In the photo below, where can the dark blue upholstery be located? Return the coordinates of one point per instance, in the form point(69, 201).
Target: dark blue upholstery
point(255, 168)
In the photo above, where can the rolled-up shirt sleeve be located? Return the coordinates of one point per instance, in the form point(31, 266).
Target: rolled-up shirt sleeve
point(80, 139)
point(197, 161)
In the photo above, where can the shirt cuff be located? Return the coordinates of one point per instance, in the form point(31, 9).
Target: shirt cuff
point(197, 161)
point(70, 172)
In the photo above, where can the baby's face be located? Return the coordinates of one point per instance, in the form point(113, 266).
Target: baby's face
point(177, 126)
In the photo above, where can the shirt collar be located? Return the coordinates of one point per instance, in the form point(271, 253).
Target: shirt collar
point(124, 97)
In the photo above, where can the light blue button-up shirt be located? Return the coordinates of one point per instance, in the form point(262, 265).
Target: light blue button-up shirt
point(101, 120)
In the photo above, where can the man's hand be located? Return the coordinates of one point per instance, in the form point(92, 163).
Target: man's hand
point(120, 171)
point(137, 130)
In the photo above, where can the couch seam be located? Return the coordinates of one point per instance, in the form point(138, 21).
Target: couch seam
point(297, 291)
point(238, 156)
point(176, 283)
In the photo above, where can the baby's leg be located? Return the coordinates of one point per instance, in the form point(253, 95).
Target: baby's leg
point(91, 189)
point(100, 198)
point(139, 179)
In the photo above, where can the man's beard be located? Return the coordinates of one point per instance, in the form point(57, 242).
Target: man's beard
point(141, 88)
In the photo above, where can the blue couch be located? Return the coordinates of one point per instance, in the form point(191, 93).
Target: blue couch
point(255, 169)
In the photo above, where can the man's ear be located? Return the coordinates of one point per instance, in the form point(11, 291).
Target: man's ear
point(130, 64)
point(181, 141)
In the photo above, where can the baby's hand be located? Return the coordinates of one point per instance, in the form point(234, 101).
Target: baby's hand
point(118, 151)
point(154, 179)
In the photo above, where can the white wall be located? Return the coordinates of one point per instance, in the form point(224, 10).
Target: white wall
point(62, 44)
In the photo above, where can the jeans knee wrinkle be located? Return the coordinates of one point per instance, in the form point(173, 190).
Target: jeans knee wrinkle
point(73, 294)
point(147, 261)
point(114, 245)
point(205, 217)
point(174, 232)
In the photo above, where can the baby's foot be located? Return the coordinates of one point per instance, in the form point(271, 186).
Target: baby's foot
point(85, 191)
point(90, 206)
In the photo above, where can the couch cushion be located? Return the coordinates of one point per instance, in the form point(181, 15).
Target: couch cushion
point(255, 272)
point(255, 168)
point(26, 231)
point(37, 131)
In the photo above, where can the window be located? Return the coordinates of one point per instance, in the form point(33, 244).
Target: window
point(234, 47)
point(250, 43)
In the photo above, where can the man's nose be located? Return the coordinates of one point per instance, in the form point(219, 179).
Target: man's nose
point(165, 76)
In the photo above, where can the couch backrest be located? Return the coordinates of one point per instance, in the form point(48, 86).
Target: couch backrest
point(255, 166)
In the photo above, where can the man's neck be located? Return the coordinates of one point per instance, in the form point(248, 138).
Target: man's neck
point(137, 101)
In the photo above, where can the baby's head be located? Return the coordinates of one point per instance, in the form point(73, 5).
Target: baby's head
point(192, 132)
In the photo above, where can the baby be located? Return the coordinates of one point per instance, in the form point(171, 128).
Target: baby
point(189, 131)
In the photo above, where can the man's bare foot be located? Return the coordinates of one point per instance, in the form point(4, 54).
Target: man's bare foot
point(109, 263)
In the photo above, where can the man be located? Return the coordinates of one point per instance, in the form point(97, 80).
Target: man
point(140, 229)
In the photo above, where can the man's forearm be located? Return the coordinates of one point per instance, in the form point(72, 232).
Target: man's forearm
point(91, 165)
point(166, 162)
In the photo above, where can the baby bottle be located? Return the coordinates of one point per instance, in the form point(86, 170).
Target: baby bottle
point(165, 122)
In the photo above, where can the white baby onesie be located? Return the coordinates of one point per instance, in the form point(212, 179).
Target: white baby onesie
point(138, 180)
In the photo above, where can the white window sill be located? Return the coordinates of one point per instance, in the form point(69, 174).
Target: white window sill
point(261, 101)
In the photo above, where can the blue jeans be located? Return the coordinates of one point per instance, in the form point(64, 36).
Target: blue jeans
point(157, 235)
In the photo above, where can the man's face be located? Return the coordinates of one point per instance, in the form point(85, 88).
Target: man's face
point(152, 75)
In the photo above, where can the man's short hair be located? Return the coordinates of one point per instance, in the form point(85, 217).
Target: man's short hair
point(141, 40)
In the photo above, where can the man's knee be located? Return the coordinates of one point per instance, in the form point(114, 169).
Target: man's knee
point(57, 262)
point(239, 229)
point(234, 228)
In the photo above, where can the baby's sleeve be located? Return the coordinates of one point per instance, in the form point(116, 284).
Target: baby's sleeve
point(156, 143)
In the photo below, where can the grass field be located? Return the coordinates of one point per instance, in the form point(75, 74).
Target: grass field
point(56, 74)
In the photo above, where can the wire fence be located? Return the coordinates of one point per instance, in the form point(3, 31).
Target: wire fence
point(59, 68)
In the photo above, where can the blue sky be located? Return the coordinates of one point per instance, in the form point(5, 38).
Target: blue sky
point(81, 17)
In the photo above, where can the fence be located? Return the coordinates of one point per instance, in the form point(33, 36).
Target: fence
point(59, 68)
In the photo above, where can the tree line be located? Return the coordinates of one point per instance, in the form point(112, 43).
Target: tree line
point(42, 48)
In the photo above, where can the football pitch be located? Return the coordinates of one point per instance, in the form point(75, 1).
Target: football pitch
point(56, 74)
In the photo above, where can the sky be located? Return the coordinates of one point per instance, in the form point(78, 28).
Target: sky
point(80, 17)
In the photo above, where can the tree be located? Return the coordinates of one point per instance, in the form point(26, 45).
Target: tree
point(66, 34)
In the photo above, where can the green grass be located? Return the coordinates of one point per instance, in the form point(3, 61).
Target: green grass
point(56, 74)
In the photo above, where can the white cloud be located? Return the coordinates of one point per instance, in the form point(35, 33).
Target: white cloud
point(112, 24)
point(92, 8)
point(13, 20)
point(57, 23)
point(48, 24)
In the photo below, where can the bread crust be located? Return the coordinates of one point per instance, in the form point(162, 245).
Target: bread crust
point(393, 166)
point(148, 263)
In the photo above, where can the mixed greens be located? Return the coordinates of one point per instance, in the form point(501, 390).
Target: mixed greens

..............................

PROBLEM DETAILS:
Turn everything from the line containing "In the photo above, where can the green" down to the end of the records into a numbered list, leaving out any blank lines.

TASK ANSWER:
1. In the photo above, where can the green grass be located? Return the coordinates of one point per instance, in the form point(3, 61).
2. Target: green grass
3. point(56, 74)
4. In the photo above, where can the white cloud be located? Return the coordinates of one point per instance, in the form point(35, 33).
5. Target: white cloud
6. point(112, 24)
7. point(92, 8)
8. point(13, 20)
9. point(57, 23)
10. point(48, 24)
11. In the photo below, where can the bread crust be located? Return the coordinates of one point per instance, in the form point(162, 245).
12. Target: bread crust
13. point(393, 166)
14. point(148, 263)
15. In the photo above, where can the mixed greens be located? Return the coordinates of one point per instance, in the form point(501, 390).
16. Target: mixed greens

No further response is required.